## Task description
Swap "mapping pass" for "survey pass" wherever it occurs in the data below, and write the lines out again with nothing else changed. Leave the pictures out of your answer.

══ Task data ══

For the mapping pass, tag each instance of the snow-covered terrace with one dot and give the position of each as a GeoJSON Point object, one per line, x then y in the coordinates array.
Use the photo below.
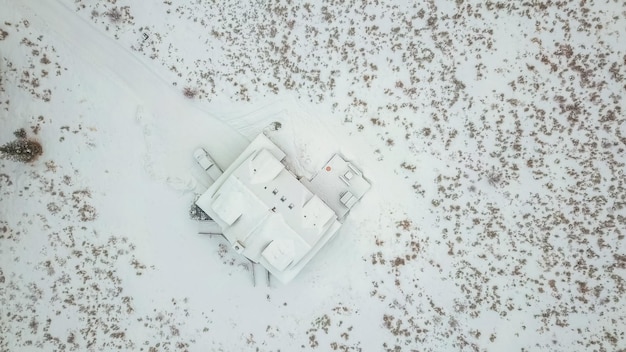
{"type": "Point", "coordinates": [267, 214]}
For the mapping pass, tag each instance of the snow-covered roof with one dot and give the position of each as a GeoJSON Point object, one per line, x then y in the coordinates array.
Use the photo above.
{"type": "Point", "coordinates": [264, 210]}
{"type": "Point", "coordinates": [339, 184]}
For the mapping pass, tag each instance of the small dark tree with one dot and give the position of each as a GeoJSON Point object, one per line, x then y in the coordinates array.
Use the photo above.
{"type": "Point", "coordinates": [22, 149]}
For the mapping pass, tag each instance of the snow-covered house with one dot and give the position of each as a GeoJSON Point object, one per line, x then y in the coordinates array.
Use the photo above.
{"type": "Point", "coordinates": [271, 217]}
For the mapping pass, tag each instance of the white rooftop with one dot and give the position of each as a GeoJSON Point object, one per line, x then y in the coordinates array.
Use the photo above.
{"type": "Point", "coordinates": [266, 213]}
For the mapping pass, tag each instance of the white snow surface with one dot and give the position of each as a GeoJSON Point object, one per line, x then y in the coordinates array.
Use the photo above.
{"type": "Point", "coordinates": [493, 134]}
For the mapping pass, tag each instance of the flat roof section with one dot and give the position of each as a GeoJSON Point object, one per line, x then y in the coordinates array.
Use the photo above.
{"type": "Point", "coordinates": [339, 184]}
{"type": "Point", "coordinates": [267, 214]}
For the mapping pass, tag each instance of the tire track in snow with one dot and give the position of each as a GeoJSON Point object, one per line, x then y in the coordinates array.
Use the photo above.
{"type": "Point", "coordinates": [192, 127]}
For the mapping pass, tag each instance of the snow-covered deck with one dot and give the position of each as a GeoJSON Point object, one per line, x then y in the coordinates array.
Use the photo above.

═══

## Solution for this problem
For the survey pass, tag each instance of the snow-covered terrace with one dot and give the position of each as a GeoJSON Point object, one per line, x then y in the coordinates array.
Use the photo below.
{"type": "Point", "coordinates": [267, 214]}
For the survey pass, tag each instance of the snow-covered roof with one dot and give the position of each as a GeoJSON Point object, one per line, x then y in the coordinates array.
Use the photo above.
{"type": "Point", "coordinates": [264, 210]}
{"type": "Point", "coordinates": [339, 184]}
For the survey pass, tag each instance of the small dark tree with one dot and give the position of each as a GeoJSON Point object, one per line, x then y in the coordinates array.
Use the photo above.
{"type": "Point", "coordinates": [22, 149]}
For the survey pass, tag each instance of the snow-covered house with one dot and give the position of each as a GeoJSON Point object, one per line, x then y in the coordinates array.
Use the photo above.
{"type": "Point", "coordinates": [271, 217]}
For the survey pass, tag each instance of the white rooftop with one dot and give the position of each as a GeoJSON Point object, one per line, x then y in the coordinates array.
Use the photo above.
{"type": "Point", "coordinates": [266, 213]}
For the survey pass, tag each instance of the white snow surface with one dot and give the position of each as a GeoJSON Point object, one per line, x then y in the coordinates array.
Use the photo above.
{"type": "Point", "coordinates": [493, 134]}
For the survey pass, tag each instance of the flat roof section with one dot and give the position of each as a GeoJSON Point object, one per line, x then y in the coordinates array.
Use the photo above.
{"type": "Point", "coordinates": [339, 184]}
{"type": "Point", "coordinates": [267, 214]}
For the survey pass, tag each instance of the tire track in snow with one dot and give the position of each as a GeoJSON Point object, one per line, x then y in the coordinates array.
Use the photo above.
{"type": "Point", "coordinates": [192, 127]}
For the survey pass, tag each instance of the snow-covered deck with one dot and give the position of each as a GeoJSON Point object, one per line, x then y in the coordinates array.
Use the photo above.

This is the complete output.